* TO DO
Your reply must contain exactly the lines running from the one with "of the black" to the last line of the entries below, both included, and no other lines.

* MATERIALS PROVIDED
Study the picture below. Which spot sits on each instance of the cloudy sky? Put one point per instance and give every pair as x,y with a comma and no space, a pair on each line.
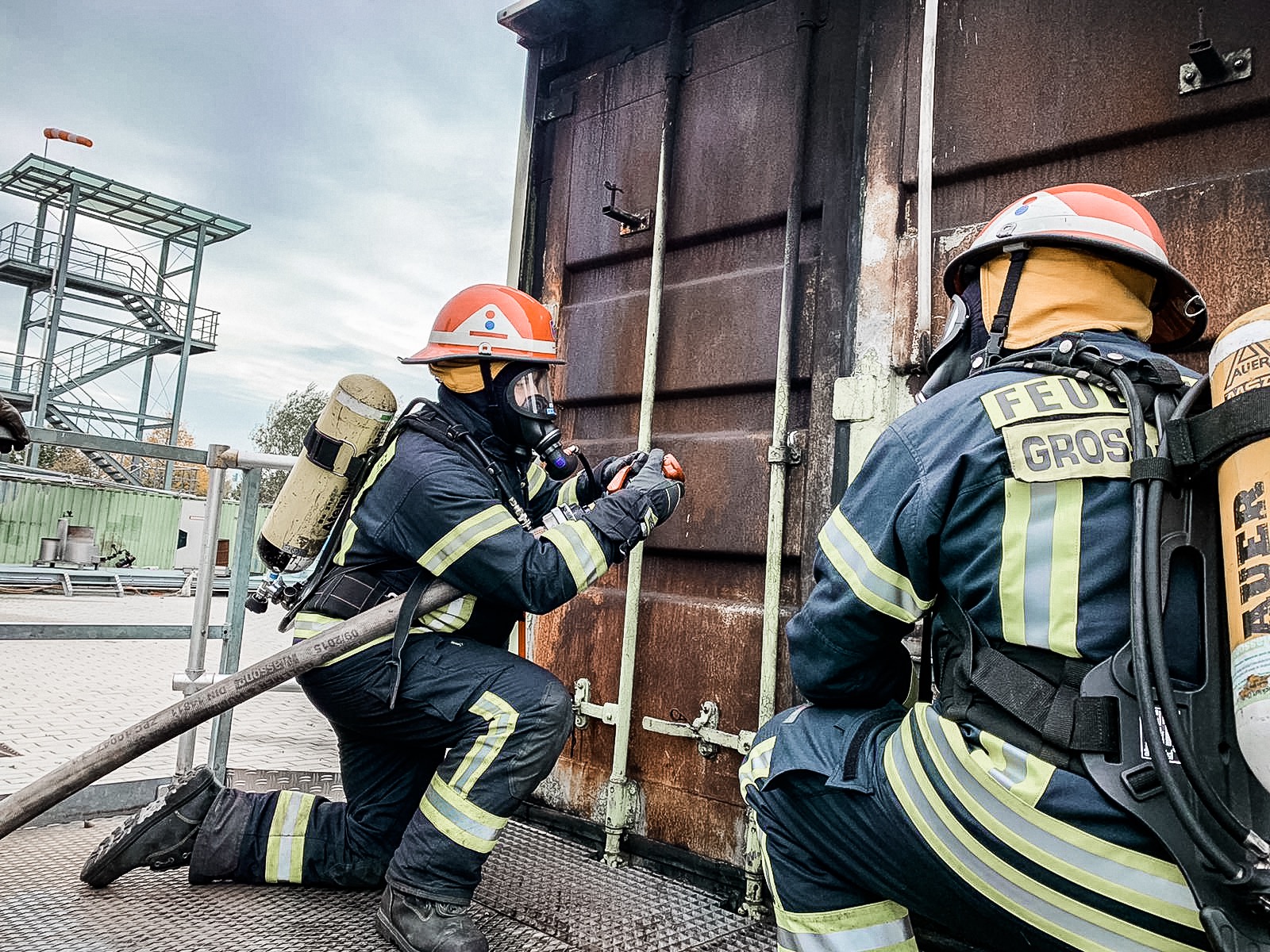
370,145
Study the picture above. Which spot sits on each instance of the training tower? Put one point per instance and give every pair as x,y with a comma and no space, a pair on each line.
94,319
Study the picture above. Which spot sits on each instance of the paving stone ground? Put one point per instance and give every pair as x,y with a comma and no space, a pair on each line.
61,697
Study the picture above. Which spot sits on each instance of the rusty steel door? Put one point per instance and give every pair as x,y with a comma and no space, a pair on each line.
600,120
1127,94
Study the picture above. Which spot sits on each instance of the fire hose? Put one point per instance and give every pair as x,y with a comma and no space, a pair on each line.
145,735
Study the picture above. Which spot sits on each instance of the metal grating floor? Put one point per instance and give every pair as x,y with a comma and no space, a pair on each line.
540,894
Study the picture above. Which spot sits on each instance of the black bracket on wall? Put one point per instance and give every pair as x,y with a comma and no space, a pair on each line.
1210,67
633,222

* ANSWER TO THIS TASK
Study the picture above. Which spot sits on each instance of the black bracket on wall? Put one point per instance and give every pair as x,y with a comma and no space, a pair on each line.
1210,67
633,222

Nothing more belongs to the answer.